* [Work required]: In the passage on coregistration procedures, what size of shift was judged still plausible?

* [Passage to read]:
· · · ·
Coregistration procedures including PET information
We added rigid mutual information (MI) coregistration of the in vivo PET scan and the modeled histoPET to our workflow. Each of the three CT-based coregistration procedures was used as starting point for matching histoPET and PSMA-PET/CT by MI where the results are named ManRegMI, ScalRegMI, and DefRegMI accordingly. MI was done with the “normalized mutual information” algorithm in PMOD v3.6 applying rigid transformations. For this purpose, masks were applied to the PET in order to take into account PET information only from the prostate. These masks were defined using anatomical CT information while sparing regions affected by high tracer accumulation in the bladder as visible in the PET image.
PET coregistration needed to be done carefully, since a reasonable agreement for simpler patterns can easily be found if the PETs are just shifted or rotated far enough. We estimated that shifts of up to two FWHMs of the PET resolution (i.e. 14 mm) can be considered still plausible. Measurement of transformations (shift/rotation) after MI coregistration was performed in PMOD. Furthermore, visual evaluation ensured that MI resulted in anatomical plausible transformations. The alignment of in vivo CT and PET scan was already given by the hardware coregistration of the combined PET/CT scanners.
· · · ·
* [Record excerpts]:
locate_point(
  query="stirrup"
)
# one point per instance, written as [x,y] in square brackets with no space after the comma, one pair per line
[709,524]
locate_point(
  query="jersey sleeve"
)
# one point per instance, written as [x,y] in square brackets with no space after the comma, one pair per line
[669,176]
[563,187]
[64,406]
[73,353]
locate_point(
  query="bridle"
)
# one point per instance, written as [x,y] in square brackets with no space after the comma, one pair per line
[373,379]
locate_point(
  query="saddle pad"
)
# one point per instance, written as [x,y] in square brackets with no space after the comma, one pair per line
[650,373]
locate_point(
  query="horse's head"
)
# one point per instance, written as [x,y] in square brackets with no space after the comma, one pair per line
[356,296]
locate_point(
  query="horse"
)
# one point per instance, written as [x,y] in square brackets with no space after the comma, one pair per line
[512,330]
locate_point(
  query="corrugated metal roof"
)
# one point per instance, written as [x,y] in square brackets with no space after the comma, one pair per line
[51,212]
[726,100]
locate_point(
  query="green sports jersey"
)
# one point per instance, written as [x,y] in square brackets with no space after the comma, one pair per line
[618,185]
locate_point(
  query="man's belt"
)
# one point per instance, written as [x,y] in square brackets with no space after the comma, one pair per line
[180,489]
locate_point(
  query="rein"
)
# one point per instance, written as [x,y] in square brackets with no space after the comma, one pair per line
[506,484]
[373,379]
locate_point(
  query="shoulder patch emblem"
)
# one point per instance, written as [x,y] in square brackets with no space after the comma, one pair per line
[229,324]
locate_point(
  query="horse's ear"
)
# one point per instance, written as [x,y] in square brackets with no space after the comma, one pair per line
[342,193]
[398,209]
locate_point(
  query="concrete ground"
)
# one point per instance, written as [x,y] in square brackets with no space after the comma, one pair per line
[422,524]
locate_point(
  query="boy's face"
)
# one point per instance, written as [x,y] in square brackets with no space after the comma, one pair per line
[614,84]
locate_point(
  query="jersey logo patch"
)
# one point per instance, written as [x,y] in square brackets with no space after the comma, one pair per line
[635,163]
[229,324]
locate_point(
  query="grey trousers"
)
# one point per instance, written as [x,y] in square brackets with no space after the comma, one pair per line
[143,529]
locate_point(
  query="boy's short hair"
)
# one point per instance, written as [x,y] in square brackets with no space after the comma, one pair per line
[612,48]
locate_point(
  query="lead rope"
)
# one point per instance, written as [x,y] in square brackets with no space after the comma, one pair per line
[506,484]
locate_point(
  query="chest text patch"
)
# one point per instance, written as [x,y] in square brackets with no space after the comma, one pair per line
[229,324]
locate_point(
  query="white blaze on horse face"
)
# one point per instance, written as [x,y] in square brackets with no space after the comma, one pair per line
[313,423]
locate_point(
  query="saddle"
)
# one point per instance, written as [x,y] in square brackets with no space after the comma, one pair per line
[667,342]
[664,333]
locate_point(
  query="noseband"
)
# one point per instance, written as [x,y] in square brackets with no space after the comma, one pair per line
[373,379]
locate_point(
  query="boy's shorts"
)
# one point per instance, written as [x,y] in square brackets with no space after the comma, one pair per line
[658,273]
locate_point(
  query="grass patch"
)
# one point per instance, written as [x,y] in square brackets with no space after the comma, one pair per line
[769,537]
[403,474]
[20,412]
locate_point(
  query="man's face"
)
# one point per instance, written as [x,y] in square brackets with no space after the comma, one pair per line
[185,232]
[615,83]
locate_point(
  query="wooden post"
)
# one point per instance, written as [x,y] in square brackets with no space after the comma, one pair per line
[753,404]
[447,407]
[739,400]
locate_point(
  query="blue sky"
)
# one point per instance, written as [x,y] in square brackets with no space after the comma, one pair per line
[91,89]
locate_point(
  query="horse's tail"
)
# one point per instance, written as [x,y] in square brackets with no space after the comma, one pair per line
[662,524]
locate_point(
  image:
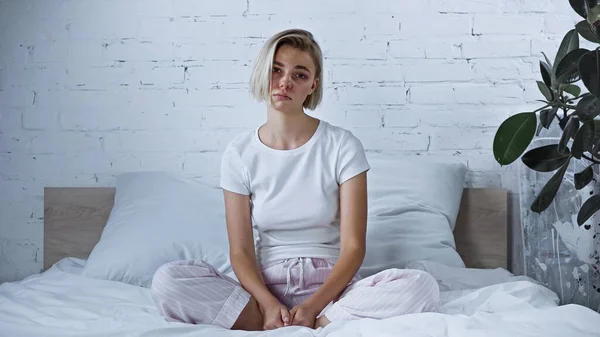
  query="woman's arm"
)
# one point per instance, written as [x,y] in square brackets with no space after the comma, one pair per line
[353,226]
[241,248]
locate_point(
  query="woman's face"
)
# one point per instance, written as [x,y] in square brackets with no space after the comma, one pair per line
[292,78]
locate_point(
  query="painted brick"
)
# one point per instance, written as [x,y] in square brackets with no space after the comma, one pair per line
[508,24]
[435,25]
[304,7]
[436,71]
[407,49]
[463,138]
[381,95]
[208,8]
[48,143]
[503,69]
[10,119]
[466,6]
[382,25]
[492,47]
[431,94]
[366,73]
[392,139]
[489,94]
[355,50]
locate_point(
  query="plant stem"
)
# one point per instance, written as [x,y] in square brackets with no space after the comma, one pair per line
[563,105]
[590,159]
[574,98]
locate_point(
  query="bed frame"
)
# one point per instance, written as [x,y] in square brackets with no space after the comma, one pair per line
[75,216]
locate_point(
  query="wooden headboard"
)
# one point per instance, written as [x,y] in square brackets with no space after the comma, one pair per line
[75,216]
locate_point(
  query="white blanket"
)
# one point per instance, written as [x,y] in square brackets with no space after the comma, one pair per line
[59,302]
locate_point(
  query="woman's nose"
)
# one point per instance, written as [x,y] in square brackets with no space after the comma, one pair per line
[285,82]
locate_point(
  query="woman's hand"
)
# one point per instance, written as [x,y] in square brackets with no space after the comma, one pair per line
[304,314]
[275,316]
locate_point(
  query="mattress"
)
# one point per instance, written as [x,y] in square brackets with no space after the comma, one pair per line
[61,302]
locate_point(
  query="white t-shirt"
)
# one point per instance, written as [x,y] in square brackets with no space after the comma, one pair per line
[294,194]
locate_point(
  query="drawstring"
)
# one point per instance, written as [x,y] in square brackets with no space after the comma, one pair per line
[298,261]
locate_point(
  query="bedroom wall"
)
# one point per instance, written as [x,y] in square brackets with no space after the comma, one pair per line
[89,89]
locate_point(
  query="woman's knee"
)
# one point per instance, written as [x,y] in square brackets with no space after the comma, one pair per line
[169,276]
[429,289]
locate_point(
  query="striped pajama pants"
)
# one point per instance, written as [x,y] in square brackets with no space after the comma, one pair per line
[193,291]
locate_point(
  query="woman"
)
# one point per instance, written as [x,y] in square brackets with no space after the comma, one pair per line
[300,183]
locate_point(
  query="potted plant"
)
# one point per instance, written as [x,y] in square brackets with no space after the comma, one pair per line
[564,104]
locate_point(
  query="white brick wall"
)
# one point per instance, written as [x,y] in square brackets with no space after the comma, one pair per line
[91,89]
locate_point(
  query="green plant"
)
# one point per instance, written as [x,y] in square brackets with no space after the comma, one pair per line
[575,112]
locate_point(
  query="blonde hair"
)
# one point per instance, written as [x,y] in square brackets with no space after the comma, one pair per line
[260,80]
· · · ·
* [Answer section]: Shifts of up to two FWHMs of the PET resolution (14 mm).